(Entries from a data source)
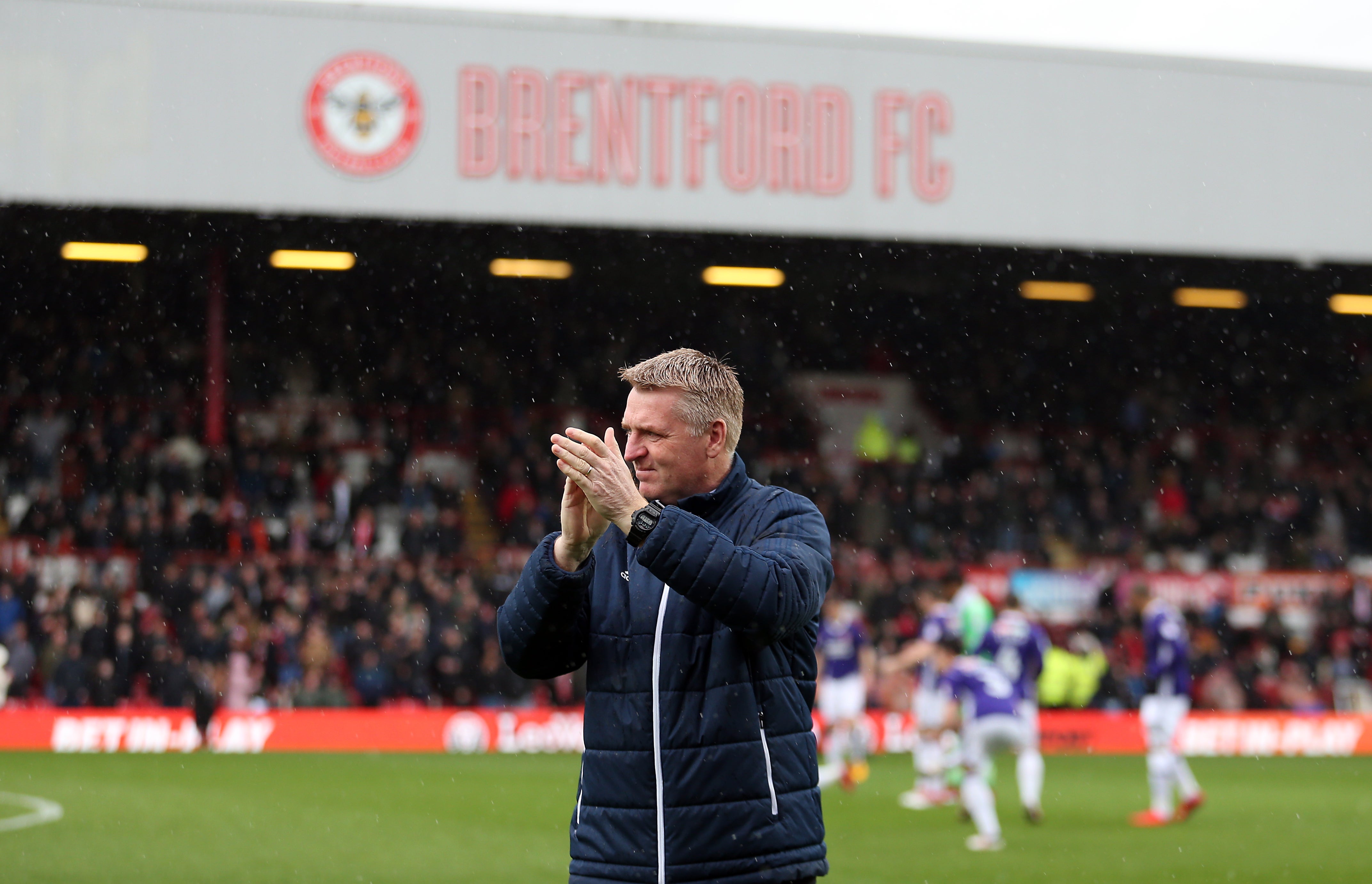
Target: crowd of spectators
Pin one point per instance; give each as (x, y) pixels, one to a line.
(350, 539)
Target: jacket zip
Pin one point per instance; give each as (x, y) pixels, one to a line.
(581, 790)
(762, 732)
(658, 735)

__Goal of the exercise__
Rewrite every line of the entries above as a numbered list, skipping any blank lines and leaving the pictures out.

__Solution to this problem__
1. Target: crowd of spectators
2. Pin one point per instance; give each as (x, y) pixels, one to a line.
3. (350, 539)
4. Target: jacket zip
5. Pin one point per instance; give each as (x, y) pixels, one to a line.
6. (581, 790)
7. (762, 732)
8. (658, 735)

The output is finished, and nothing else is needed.